▸ **PASSAGE TO READ**

_ _ _ _

Plantation and experimental layout

Seed lots were heat-treated to prevent Ciboria batschiana contamination during seed storage. Seedlings were raised in the Guéméné-Penfao state nursery in North-West France (latitude: 47.631° N; longitude: 1.892° W), in an experimental layout with five randomized complete blocks. After 3 years in the nursery, the seedlings of each yearly set were planted in a common garden experiment replicated in four national forests located along a geographic gradient running from the west to the east of France (Additional file 1: Figure S1, Table 3 in Ducousso, Ehrenmann et al. 2022). The conditions at the sites of three of the forests (Petite Charnie, Vincence, Sillegny) were favourable for Q. petraea, whereas those in the fourth forest (Vierzon) were much harsher, due to the podzolic-like soil.

With very few exceptions, all the french provenances were established at all four sites (forests), in four yearly plantation sets corresponding to the four yearly collection sets. However, provenances from other countries were not systematically replicated in the four sites due to the limitation of material. Hence the overall analysis was restricted to the french material, while the climate-trait correlation analysis was limited to only one site (Sillegny) but for all provenances installed in Sillegny (Additional file 1: Tables S1a and b). The experiment thus comprised 16 tests (4 yearly sets replicated at four sites). The four yearly sets of seeds collected in 1986, 1987, 1989, and 1992 were used to generate saplings that were planted in the early months of 1990, 1991, 1993, and 1995, labelled sets 1, 2, 4, and 5 (Fig. 2 in Ducousso, Ehrenmann et al. 2022) for a full description of the experimental layout). In what follows, the sources of variation due to the year of seed collection, and to the year of plantation are thus confounded, and are designated in this study as effects due to the “yearly set”.

At each site, the four yearly sets were planted as four adjacent units. The full experimental layout is described in Figure 2 and Table 4 of Ducousso, Ehrenmann et al. (2022). Each test was subdivided into complete macroblocks, corresponding to homogeneous site conditions. The number of macroblocks ranged from 5 to 10, depending on the test. Each macroblock comprised several randomized incomplete microblocks, each consisting of eight plots of different provenances. Each plot consisted of 24 trees of the same provenance, distributed over four rows, with six trees per row. As rows were separated by 4 m, and there was 1.75 m between trees within a row, the plots were almost square (12 m * 10.5 m). Within a macroblock, an individual provenance was represented by at least two or three replicated plots. Within a test, each provenance was represented by 120 to 384 trees, on average. Given the complexity of the overall design, and to facilitate the construction of the statistical models for data analysis (Sections 2.2.1 to 2.2.3), Fig. 2 in Ducousso, Ehrenmann et al. (2022) helps to illustrate the different factorial and nested levels of variation considered in the experimental layout.

_ _ _ _

▸ **RECORDED INFORMATION**
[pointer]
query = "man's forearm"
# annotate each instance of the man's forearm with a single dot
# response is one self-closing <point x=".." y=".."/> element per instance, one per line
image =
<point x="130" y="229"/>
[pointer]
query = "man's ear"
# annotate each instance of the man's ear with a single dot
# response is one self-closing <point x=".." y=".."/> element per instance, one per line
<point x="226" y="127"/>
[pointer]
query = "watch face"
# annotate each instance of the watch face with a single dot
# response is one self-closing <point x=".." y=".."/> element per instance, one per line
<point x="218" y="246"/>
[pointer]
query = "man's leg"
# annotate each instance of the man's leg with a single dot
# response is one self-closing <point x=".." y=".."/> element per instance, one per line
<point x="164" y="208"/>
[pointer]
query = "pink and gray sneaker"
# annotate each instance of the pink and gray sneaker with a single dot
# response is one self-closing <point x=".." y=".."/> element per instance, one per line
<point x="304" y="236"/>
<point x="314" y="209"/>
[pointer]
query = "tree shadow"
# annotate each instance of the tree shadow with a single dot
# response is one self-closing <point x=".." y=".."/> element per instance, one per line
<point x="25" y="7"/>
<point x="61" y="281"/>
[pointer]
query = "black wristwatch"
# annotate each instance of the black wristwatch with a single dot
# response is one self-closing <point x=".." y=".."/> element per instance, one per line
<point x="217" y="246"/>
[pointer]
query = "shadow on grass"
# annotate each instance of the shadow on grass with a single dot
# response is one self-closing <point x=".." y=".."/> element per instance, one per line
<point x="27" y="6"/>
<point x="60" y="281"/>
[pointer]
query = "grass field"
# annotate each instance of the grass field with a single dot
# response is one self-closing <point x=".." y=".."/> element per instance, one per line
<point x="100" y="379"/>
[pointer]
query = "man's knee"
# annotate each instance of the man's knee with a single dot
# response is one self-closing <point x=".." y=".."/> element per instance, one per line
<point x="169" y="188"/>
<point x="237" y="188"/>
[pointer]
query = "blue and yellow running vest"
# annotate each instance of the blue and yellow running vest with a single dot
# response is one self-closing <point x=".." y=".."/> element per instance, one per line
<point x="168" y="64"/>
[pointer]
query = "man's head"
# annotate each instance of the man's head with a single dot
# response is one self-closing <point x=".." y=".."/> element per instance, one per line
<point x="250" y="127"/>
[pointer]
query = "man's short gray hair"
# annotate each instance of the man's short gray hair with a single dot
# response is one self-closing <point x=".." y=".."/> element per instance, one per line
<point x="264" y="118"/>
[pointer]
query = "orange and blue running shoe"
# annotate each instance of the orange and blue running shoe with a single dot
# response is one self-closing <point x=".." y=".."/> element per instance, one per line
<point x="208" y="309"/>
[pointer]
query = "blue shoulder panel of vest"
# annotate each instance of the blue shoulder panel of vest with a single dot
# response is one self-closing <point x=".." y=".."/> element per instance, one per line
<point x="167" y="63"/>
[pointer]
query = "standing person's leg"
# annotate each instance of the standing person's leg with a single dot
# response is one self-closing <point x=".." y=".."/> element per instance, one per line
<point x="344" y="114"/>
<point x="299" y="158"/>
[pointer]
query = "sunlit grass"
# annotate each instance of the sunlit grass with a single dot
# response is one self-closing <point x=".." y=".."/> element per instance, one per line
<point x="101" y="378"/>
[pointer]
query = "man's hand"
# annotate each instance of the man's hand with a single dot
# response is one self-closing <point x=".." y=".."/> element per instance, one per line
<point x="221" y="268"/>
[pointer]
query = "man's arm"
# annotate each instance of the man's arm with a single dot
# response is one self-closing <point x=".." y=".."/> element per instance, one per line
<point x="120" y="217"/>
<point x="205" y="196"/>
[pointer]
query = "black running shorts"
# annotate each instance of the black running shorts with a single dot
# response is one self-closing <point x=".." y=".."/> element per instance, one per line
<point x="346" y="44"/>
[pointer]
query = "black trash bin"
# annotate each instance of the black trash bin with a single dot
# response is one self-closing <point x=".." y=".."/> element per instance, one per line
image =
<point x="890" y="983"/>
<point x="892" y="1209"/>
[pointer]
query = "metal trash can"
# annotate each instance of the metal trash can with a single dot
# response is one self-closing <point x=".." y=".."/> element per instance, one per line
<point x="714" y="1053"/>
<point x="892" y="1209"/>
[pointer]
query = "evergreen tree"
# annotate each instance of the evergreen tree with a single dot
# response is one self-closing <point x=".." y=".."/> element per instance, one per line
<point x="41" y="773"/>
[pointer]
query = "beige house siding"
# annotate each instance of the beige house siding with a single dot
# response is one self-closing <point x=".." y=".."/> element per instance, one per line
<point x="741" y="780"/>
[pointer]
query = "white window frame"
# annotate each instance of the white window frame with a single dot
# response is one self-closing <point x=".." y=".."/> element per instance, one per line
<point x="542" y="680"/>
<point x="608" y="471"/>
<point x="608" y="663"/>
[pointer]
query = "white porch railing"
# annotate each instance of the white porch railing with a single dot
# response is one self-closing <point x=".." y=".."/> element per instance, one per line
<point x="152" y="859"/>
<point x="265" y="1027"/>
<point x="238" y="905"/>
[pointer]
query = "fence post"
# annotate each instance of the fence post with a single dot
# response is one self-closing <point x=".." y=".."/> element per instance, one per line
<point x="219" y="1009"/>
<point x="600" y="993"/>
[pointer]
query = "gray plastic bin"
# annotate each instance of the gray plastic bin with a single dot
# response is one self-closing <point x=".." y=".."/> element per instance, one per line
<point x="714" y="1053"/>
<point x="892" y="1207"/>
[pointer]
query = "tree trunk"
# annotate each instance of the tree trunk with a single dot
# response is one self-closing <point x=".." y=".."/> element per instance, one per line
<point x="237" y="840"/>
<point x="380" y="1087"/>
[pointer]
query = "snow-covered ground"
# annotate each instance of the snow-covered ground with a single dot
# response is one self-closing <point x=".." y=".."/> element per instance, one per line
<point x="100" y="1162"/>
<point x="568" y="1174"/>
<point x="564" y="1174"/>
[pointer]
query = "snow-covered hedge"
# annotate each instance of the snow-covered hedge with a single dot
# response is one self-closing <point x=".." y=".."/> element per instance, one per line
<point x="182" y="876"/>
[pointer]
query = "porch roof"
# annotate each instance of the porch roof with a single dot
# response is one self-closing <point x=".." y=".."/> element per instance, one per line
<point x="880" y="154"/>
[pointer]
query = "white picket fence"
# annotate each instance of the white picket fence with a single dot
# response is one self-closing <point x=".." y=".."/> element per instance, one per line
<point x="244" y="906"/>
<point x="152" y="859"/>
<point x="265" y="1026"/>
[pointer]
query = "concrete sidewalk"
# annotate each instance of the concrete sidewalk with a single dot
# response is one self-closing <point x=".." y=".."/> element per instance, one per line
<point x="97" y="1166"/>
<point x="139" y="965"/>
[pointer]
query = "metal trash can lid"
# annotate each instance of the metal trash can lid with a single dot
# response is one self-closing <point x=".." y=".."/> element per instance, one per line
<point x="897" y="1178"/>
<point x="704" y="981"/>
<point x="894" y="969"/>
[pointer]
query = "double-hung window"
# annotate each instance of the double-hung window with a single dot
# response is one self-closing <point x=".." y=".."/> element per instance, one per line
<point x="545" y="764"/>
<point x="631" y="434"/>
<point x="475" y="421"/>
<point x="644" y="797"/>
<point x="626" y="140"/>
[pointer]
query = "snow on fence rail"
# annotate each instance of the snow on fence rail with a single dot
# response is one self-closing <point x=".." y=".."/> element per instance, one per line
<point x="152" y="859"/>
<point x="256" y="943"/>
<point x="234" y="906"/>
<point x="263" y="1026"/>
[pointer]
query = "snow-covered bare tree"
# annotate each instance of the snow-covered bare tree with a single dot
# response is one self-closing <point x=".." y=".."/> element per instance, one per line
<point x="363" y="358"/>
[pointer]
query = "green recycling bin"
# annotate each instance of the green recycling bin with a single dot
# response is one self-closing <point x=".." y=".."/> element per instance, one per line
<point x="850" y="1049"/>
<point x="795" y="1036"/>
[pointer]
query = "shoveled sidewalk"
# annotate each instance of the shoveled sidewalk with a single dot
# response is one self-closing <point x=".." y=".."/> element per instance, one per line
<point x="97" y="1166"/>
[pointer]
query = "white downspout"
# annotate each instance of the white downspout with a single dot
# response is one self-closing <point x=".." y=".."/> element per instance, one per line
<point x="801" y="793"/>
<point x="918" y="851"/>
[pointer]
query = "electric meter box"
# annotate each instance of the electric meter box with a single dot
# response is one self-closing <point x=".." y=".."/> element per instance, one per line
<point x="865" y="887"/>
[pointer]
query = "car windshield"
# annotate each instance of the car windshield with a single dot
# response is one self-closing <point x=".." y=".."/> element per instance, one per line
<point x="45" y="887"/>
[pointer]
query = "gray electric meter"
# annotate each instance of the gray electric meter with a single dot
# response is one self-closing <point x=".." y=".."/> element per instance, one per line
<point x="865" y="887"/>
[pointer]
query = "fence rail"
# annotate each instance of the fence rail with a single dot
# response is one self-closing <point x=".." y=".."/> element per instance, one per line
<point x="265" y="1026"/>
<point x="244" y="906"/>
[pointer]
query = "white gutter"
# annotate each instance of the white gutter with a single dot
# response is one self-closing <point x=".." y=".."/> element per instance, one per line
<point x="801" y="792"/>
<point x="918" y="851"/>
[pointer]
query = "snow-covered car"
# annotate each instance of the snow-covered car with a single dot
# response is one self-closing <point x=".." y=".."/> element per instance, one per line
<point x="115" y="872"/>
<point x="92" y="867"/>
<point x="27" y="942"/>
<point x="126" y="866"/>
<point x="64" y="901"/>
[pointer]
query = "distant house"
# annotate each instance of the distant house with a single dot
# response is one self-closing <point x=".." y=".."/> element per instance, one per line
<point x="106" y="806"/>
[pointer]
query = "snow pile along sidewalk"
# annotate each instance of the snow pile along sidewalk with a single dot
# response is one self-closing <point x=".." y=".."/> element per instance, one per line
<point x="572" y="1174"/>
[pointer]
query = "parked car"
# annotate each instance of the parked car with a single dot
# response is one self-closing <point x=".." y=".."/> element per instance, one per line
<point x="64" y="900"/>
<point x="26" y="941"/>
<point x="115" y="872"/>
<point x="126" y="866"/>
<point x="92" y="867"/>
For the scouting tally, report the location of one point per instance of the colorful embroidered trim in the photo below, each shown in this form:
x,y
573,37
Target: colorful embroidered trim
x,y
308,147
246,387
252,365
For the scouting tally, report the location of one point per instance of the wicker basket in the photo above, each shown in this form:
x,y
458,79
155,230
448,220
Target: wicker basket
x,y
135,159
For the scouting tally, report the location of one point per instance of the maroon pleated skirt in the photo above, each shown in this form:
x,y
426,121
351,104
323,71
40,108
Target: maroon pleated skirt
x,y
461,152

_ _ _ _

▸ **ASSIGNMENT 1**
In the plantation and experimental layout passage, how many trees made up each plot?
▸ **ASSIGNMENT 2**
Transcribe the stretch of the plantation and experimental layout passage from "Plantation and experimental" through "the podzolic-like soil.".

▸ **TASK SOLUTION 1**
24 trees of the same provenance.

▸ **TASK SOLUTION 2**
Plantation and experimental layout

Seed lots were heat-treated to prevent Ciboria batschiana contamination during seed storage. Seedlings were raised in the Guéméné-Penfao state nursery in North-West France (latitude: 47.631° N; longitude: 1.892° W), in an experimental layout with five randomized complete blocks. After 3 years in the nursery, the seedlings of each yearly set were planted in a common garden experiment replicated in four national forests located along a geographic gradient running from the west to the east of France (Additional file 1: Figure S1, Table 3 in Ducousso, Ehrenmann et al. 2022). The conditions at the sites of three of the forests (Petite Charnie, Vincence, Sillegny) were favourable for Q. petraea, whereas those in the fourth forest (Vierzon) were much harsher, due to the podzolic-like soil.